• **REQUIRED ACTION**: The entries must be retyped exactly, down to the last line.

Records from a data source
# # #
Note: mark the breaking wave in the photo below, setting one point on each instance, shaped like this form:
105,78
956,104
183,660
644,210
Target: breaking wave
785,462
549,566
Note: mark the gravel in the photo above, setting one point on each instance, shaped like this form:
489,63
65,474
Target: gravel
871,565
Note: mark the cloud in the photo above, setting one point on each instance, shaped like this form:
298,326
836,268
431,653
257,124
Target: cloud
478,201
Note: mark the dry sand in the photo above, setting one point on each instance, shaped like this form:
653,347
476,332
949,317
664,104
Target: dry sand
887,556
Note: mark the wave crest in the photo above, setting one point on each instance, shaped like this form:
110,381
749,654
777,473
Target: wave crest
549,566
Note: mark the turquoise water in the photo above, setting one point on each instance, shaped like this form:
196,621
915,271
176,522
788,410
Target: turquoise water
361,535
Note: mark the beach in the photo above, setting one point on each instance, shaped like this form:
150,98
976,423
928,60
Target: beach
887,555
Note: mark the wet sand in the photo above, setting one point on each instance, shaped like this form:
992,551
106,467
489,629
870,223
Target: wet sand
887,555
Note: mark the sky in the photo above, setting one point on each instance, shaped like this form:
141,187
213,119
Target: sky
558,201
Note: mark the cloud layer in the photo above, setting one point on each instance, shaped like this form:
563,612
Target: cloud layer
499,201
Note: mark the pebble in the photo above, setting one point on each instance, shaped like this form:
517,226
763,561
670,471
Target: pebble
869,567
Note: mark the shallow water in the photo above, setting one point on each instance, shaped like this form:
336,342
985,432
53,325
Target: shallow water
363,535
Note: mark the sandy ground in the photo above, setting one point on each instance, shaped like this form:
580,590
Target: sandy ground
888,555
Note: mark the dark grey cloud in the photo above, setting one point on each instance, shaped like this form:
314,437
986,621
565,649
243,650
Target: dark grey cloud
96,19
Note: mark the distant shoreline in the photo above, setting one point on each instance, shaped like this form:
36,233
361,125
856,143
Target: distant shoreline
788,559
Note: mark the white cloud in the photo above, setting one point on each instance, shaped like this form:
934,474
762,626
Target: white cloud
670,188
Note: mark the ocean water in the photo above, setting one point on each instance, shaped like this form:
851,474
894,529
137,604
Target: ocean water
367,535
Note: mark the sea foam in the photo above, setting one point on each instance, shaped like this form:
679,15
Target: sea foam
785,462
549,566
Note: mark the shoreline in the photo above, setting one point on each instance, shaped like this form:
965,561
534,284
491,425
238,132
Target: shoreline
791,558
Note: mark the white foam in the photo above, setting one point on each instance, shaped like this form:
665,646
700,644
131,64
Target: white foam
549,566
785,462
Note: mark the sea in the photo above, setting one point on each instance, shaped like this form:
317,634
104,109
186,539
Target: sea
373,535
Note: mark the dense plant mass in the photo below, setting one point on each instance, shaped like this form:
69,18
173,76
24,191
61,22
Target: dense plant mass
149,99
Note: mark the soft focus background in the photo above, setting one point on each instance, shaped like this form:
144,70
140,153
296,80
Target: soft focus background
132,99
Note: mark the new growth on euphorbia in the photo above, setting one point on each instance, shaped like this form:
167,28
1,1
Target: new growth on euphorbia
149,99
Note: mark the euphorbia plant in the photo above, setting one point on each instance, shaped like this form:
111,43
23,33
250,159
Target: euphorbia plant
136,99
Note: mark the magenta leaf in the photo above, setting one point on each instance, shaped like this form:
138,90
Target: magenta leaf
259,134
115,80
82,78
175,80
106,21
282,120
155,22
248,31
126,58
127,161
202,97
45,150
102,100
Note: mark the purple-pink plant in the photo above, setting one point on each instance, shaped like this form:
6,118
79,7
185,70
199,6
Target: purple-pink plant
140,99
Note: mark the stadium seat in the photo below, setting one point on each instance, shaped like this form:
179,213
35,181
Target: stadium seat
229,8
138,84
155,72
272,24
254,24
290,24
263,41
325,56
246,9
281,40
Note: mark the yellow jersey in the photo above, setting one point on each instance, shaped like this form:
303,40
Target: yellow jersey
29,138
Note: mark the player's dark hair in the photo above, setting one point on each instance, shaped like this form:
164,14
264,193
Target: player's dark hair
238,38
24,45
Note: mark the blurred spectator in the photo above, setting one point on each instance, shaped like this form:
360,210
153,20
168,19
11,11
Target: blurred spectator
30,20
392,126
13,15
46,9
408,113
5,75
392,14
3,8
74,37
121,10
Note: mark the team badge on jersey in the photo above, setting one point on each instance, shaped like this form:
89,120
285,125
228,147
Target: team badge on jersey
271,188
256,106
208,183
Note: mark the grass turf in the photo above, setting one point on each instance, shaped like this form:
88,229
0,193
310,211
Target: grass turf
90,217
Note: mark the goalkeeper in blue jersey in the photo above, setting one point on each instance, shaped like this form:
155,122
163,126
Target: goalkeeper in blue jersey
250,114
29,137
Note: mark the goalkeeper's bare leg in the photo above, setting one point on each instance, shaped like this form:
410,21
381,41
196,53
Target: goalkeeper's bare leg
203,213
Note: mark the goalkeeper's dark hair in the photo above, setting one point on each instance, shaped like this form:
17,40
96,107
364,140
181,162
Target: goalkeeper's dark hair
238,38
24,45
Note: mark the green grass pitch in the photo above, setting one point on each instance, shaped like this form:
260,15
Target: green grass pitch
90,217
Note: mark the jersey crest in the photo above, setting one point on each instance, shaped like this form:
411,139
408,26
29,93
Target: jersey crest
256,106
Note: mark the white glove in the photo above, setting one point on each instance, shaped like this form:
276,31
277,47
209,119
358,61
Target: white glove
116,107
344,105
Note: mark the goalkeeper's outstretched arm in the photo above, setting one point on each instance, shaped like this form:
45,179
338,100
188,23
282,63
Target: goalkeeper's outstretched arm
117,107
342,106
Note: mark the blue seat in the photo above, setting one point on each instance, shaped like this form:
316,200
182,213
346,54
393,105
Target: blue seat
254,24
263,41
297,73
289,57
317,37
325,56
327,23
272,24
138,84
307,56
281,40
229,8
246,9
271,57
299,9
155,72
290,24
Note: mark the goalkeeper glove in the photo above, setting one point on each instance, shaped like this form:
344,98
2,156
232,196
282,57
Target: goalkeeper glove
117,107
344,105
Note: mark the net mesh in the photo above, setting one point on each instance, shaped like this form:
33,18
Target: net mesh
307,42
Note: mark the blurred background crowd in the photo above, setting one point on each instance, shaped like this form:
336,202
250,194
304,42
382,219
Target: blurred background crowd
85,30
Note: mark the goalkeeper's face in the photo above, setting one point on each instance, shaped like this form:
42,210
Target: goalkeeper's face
# # #
• **WRITTEN RESPONSE**:
Note: mark the breaking wave in the photo below, setting one point on each instance, shaped like this form:
105,78
956,104
183,660
644,210
Target: breaking wave
785,462
549,566
Note: mark the gravel in the photo above, setting one point on each instance, shaped like this form:
489,63
65,474
Target: gravel
871,565
Note: mark the cloud in the photo above, setting one point on each instance, shaped like this form:
298,326
836,268
431,653
257,124
Target: cloud
478,201
Note: mark the dry sand in the photo above, setting one point on each instance, shaped like this form:
653,347
476,332
949,317
664,104
Target: dry sand
887,556
Note: mark the wave crest in the photo above, setting one point on each instance, shaped like this form:
110,381
749,654
777,473
Target: wave crest
549,566
Note: mark the turquoise water in the photo above, setting one point on each instance, shaped like this form:
196,621
915,271
176,522
788,410
Target: turquoise water
361,535
Note: mark the beach in the photo above, setting one point on each instance, shaped like this form:
150,98
976,423
928,60
Target: beach
887,555
Note: mark the wet sand in the photo above, setting one point on each instance, shaped like this form:
992,551
106,467
489,629
870,223
Target: wet sand
887,555
Note: mark the sky in the photo above, setting one point on each instance, shaped like this form:
141,187
213,119
Target: sky
558,201
Note: mark the cloud layer in the photo above, setting one point on each instance, shaped like this form:
563,612
Target: cloud layer
499,201
Note: mark the pebble in the photo above, setting one point on each instance, shaped like this form:
517,226
763,561
670,471
Target: pebble
869,567
Note: mark the shallow water in the photo above, setting one point on each instance, shaped like this form:
336,342
985,432
53,325
Target: shallow water
363,535
Note: mark the sandy ground in the photo above, setting one point on each instance, shaped like this form:
580,590
Target: sandy ground
888,555
Note: mark the dark grey cloud in the photo above, setting one point on each instance, shaped like this form:
314,437
986,621
565,649
243,650
Target: dark grey cloud
96,19
Note: mark the distant shoreline in the photo above, setting one point on each instance, shaped like this form:
36,233
361,125
856,143
Target: distant shoreline
788,559
Note: mark the white cloud in the photo above, setting one point on each instance, shaped like this form:
934,474
762,626
Target: white cloud
670,188
Note: mark the ocean water in the photo above, setting one point on each instance, shaped like this form:
851,474
894,529
137,604
Target: ocean water
367,535
Note: mark the sea foam in the photo above, setting one point on each instance, shaped like this form:
679,15
Target: sea foam
785,462
549,566
Note: mark the shoreline in the photo above, setting one point on each instance, shaped like this form:
965,561
534,284
491,425
238,132
Target: shoreline
791,558
Note: mark the white foam in the photo above, setting one point on each instance, shaped like this form:
665,646
700,644
131,64
Target: white foam
549,566
785,462
Note: mark the sea in the photo above, setting one point on each instance, shaped like this form:
317,634
104,109
186,539
Target: sea
373,535
Note: mark the dense plant mass in the photo below, setting one point on each instance, shaped like this form:
69,18
173,76
24,191
61,22
Target: dense plant mass
149,99
Note: mark the soft focus background in the photo above, setting one point on each instance, shaped like this form:
144,70
140,153
296,80
Target: soft focus background
132,99
Note: mark the new growth on euphorbia in the photo above, setting one point on each instance, shaped like this form:
167,28
1,1
Target: new growth on euphorbia
149,99
Note: mark the euphorbia plant in the photo above, setting one point on each instance, shaped like this form:
111,43
23,33
250,159
Target: euphorbia plant
136,99
Note: mark the magenta leaf in the photo above, setting one point on each instance, shaped like this form:
138,90
Target: magenta leaf
259,134
115,80
82,78
175,80
106,21
282,120
155,22
248,31
126,58
127,161
202,97
45,150
102,100
Note: mark the purple-pink plant in the photo above, setting one point on each instance, shaped like this form:
6,118
79,7
185,70
199,6
Target: purple-pink plant
140,99
Note: mark the stadium seat in the photo below, setting one point on each instance, shaped like this form:
179,213
35,181
Target: stadium seat
229,8
138,84
155,72
272,24
254,24
290,24
263,41
325,56
246,9
281,40
Note: mark the yellow jersey in the photo above, setting one point on each instance, shaped like this form:
303,40
Target: yellow jersey
29,138
Note: mark the player's dark hair in the photo above, setting one point on each instance, shaped like this form:
164,14
264,193
Target: player's dark hair
238,38
24,45
Note: mark the blurred spectator in the photo above, setting one point on each instance, shaped like this form:
360,210
153,20
168,19
11,11
Target: blurred spectator
30,20
392,126
13,15
46,9
408,113
5,75
392,14
3,8
74,37
121,10
Note: mark the team badge on jersey in the photo above, setting one point on each instance, shaped like this form:
89,120
285,125
228,147
Target: team badge on jersey
271,188
256,106
208,183
Note: mark the grass turf in the photo above, setting one point on each instance, shaped like this form:
88,229
0,193
310,211
Target: grass turf
90,217
Note: mark the goalkeeper in blue jersey in the photo above, setting one point on each instance, shaped like this form:
155,122
163,126
Target: goalkeeper in blue jersey
250,114
29,137
Note: mark the goalkeeper's bare leg in the photo above, setting one point on each instance, shaped like this form:
410,21
381,41
196,53
Target: goalkeeper's bare leg
203,213
Note: mark the goalkeeper's dark hair in the photo above, setting one point on each instance, shaped like this form:
17,40
96,107
364,140
181,162
Target: goalkeeper's dark hair
238,38
24,45
Note: mark the green grass pitch in the photo above, setting one point on each instance, shaped like this form:
260,15
Target: green grass pitch
90,217
Note: mark the jersey crest in the photo above, setting one point on each instance, shaped like this form:
411,139
408,26
29,93
Target: jersey crest
256,106
Note: mark the white glove in the photo above, setting one point on each instance, shaped like this form:
276,31
277,47
209,119
358,61
Target: white glove
116,107
344,105
Note: mark the goalkeeper's outstretched arm in the photo above, setting one point on each instance, shaped like this form:
45,179
338,100
188,23
282,63
Target: goalkeeper's outstretched arm
117,107
342,106
Note: mark the blue seat in the photo above, setting one point on each instance, shaped like this form:
316,200
182,213
346,54
393,105
Target: blue seat
254,24
263,41
297,73
289,57
317,37
325,56
327,23
272,24
138,84
307,56
281,40
229,8
246,9
271,57
299,9
155,72
290,24
Note: mark the goalkeeper glove in the photo above, setting one point on each instance, shaped like this form:
344,98
2,156
232,196
282,57
Target: goalkeeper glove
117,107
344,105
Note: mark the net mesh in the photo above, setting one point on each instance, shaped like this form:
33,18
Target: net mesh
307,42
Note: mark the blurred background crowd in the photo above, setting one point on each instance, shaped like this form:
336,202
250,194
304,42
382,219
Target: blurred background crowd
85,30
Note: mark the goalkeeper's face in the photo above, setting one point on each instance, shaped like this form:
42,210
Target: goalkeeper's face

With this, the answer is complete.